* REQUIRED TASKS
1. Print the passage from the Muungano interview starting with "And we could" and going on through "a physical location.".
2. In the Muungano interview, how much money had the sick member visited by the collector saved?
3. Finish out the next part of the Muungano interview, continuing from the point where it stops.

══ EXCERPTED TEXT

What were things like, back when you joined Muungano?

HIV AIDS was an issue that everybody aligned with. Then you'd be relevant in the society. And we coupled up the activities of HIV AIDS with the theatrics. We used to do theatre for peer education. We started having a disconnect, because the group was actually formed on the issue of championing fight against HIV AIDS, and here we have changed the directions now towards livelihood, loans, savings.

And we could just tell people, join, this is your book, this is an evidence that you're saving with us, this is an evidence that you've given me money; you’ve signed. Our able treasurer – may her soul rest in peace – Mercy. Sometimes if a collector would miss to reach her in a day, she would walk to the collector's house or homestead and say, you have not come, have you transferred the money, have you used the money for something else? So it was like everyone was, we were all webbed, not to mess at any point, because we had that inspiration of enhancing life through livelihood improvements. And then, every Saturday, we were meeting every Saturday in the afternoon. We started thinking about renting an office to serve as office, because, you know, if you're an organization that collects people's money, you must have a reference point, a physical location.

So, again, there as we continue preparing the federation, ideas just used to come in. There was a day that it was so challenging, that one of our collectors went to collect money to a member and the member was sick. The member had nothing to eat. And the member had really saved, actually 700 shillings. So this collector just came after collection at night, and we were sitting and he said, I went to Mama Sophie and I found her very sick, and I found the children there, they don’t even have food, what can we do? Then we started contributing from our own pockets. So later in the meeting we came and introduced this product: anybody can withdraw their money at their doorstep. Like you can’t afford a meal for the night – why would you save and you can’t eat? So we created that product, and the books were again drawn in the systemic way that anybody can withdraw. So that day when there is a withdrawal, the collector would indicate that there's a withdrawal by this person.

════
══ GIVEN DATA

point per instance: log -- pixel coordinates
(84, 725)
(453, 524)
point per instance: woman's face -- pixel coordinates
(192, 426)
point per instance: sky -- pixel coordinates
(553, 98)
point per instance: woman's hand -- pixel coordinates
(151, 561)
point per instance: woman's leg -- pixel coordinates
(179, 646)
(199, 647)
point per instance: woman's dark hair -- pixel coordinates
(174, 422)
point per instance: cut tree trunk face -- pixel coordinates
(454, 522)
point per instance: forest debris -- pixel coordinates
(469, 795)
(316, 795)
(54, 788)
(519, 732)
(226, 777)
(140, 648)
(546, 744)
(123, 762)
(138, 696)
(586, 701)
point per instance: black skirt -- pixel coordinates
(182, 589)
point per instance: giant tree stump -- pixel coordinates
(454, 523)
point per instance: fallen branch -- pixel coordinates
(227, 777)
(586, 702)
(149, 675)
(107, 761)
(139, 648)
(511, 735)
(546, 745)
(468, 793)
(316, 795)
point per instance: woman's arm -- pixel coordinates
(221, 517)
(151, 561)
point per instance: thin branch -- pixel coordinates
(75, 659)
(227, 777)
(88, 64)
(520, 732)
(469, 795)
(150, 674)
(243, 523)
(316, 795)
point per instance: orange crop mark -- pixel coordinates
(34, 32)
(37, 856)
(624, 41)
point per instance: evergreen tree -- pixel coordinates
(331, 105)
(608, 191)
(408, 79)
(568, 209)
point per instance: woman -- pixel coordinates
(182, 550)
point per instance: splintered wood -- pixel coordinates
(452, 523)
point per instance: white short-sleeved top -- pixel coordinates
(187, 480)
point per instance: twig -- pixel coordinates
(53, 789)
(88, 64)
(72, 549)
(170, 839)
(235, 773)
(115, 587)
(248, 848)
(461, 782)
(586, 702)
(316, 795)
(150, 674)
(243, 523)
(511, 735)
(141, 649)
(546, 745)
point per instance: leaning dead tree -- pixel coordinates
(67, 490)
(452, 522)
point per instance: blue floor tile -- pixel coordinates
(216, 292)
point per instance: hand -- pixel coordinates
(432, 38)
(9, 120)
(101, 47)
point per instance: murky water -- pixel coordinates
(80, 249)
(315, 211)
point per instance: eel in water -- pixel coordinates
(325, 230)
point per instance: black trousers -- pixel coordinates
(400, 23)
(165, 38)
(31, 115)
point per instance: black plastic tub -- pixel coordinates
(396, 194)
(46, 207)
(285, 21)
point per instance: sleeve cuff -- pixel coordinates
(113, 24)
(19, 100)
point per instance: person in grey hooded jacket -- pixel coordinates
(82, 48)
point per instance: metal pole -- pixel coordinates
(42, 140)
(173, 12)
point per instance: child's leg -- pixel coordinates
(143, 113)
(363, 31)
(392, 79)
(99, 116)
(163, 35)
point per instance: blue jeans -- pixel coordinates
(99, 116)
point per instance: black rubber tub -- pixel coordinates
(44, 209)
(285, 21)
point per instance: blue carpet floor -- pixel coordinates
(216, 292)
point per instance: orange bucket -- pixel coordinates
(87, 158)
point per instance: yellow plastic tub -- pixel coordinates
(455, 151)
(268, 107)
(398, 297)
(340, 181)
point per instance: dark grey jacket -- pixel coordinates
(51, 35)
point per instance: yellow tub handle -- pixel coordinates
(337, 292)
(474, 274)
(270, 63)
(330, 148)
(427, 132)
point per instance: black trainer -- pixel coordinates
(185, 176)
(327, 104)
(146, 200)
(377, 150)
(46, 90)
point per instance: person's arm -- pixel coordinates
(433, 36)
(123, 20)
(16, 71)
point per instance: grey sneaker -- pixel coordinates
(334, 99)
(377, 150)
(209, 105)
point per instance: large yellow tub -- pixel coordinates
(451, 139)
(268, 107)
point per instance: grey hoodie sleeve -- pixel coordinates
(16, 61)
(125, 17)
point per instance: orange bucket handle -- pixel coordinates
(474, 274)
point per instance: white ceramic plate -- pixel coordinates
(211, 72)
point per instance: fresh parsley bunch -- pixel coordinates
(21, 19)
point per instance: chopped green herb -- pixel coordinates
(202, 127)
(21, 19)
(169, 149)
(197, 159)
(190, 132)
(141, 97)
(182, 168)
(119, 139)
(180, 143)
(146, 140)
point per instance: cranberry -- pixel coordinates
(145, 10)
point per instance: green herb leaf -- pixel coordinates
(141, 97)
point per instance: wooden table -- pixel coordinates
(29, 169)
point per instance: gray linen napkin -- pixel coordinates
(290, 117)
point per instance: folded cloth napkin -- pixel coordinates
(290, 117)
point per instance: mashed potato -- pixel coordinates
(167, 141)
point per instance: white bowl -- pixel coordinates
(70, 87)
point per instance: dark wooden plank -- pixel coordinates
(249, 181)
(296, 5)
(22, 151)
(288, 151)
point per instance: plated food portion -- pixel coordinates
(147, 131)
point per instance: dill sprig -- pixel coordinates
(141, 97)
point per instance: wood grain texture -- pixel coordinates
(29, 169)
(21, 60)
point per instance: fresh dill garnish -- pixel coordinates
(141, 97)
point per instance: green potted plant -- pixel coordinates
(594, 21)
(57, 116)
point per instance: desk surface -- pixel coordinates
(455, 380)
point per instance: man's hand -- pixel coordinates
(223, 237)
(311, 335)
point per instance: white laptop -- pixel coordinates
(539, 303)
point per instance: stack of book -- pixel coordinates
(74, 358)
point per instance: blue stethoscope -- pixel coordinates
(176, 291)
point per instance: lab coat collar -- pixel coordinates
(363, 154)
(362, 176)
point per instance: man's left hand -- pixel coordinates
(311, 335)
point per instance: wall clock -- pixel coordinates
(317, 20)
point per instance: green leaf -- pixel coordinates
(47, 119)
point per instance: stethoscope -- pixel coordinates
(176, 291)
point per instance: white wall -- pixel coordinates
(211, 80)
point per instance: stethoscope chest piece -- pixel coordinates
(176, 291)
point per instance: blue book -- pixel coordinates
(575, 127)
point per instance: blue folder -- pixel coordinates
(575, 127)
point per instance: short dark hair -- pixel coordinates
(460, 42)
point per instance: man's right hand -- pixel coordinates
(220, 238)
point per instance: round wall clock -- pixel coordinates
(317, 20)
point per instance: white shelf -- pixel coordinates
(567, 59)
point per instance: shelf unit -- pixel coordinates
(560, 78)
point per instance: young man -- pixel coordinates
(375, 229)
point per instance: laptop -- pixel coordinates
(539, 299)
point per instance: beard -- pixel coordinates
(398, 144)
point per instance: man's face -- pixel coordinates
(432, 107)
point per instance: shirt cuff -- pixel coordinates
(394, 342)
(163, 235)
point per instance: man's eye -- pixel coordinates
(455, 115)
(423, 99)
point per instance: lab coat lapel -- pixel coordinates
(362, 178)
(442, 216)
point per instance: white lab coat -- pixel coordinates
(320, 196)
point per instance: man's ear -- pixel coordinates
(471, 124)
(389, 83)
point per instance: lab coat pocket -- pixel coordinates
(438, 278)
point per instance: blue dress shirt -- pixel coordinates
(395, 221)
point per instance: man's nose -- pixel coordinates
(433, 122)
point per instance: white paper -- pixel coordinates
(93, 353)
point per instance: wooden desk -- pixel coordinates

════

* EXERCISE RESPONSES
1.
And we could just tell people, join, this is your book, this is an evidence that you're saving with us, this is an evidence that you've given me money; you’ve signed. Our able treasurer – may her soul rest in peace – Mercy. Sometimes if a collector would miss to reach her in a day, she would walk to the collector's house or homestead and say, you have not come, have you transferred the money, have you used the money for something else? So it was like everyone was, we were all webbed, not to mess at any point, because we had that inspiration of enhancing life through livelihood improvements. And then, every Saturday, we were meeting every Saturday in the afternoon. We started thinking about renting an office to serve as office, because, you know, if you're an organization that collects people's money, you must have a reference point, a physical location.

2. 700 shillings.

3.
We had one of the collectors was a little bit rogue, and he would say that this person has withdrawn, he's say this person has saved. – so because we are dealing with the old people, so the person would just sign where he is supposed to sign and did not even look at the figures – so according to the collector's book, he has withdrawn, but according to the saver's book there's no indication of withdrawn, there was just indication that the saver has saved 20 shillings but have not withdrawn anything. But here in the collector's book, it was indicating the saver had saved 20 and withdrawn 100. So when you come to counter-check – like every week we would read to everyone their savings – then the person and the conflicts would start arising. Our mums, our dads would now say, oh, this youths are now ... if they start doing these things, these youths are now gaming, they need some control. And I said, okay, me as a leader we don’t actually lock leadership, if there's need for actually opening up for other people to engage, then we are ready – and we did open.

Now, again, we already have a huge number of savings, because we are giving out loans and people are repaying every day. So we had built a huge number of savings and we had secured a bank account, a commercial bank with Cooperative Bank. We are now in the formal banking. So, we open up, and we say, okay, we want you, the mature people, to lead this savings and loaning component of our group. We even gave up our signing mandate with bank to them. So from then, the money that we were collecting in the bank account keep on running in terms of being issued as loans.

City-wide enumerations in Kisumu

In 2005, that’s the moment we had now to open up to other informal settlements. To federate community groups in other informal settlements to savings groups. In fact, us, we just knew federation as a savings and loaning group, not even other solutions. So in 2005 is when we started what is called city-wide enumerations. All the informal settlements were enumerated under the Cities Without Slums programme – the UN Habitat and the SDI programme. So from then is that now we started seeing there’s a huge gap in terms of services, in terms of infrastructure.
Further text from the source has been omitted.